→ **Pointing dataset excerpts**:
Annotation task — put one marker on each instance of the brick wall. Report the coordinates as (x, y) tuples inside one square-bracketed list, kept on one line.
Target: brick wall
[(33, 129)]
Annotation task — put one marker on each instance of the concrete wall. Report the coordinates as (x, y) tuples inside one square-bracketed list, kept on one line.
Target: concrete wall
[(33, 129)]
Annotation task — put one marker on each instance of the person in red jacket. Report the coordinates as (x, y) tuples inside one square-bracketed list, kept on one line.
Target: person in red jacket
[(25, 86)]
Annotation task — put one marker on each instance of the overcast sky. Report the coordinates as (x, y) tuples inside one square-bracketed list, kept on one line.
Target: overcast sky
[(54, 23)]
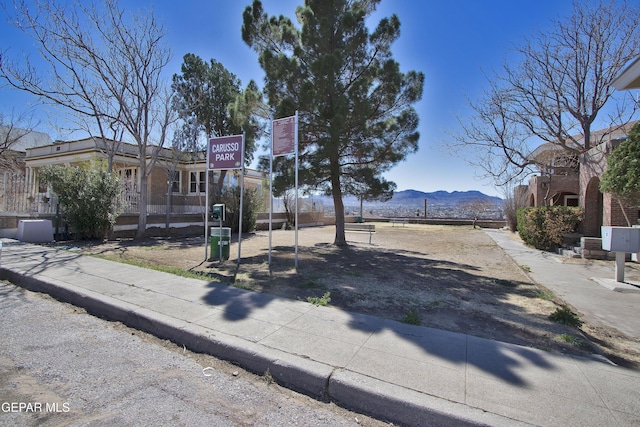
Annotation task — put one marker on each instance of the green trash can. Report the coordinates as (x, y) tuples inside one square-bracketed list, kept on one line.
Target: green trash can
[(220, 240)]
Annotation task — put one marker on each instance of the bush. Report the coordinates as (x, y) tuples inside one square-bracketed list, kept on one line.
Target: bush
[(87, 196), (565, 316), (544, 227)]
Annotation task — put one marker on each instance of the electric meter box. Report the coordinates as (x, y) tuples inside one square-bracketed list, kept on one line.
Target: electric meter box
[(621, 239)]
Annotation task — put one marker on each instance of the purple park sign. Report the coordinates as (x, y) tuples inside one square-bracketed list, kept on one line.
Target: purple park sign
[(225, 152), (284, 136)]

→ **Written instruction**: Rescale the lines between the one holding "of the purple" and the last line, inclusive, giving all of them again with requests included. Multiply every coordinate in the answers by 1.25 and round each to a whole number, with halves rounded up.

→ **Exercise answer**:
Annotation task — put one marker on each instance of the purple park sign. Report the coordinates as (x, y) tuples inside one square-bracketed list, kept on one line.
Target: purple park sign
[(281, 190), (355, 170)]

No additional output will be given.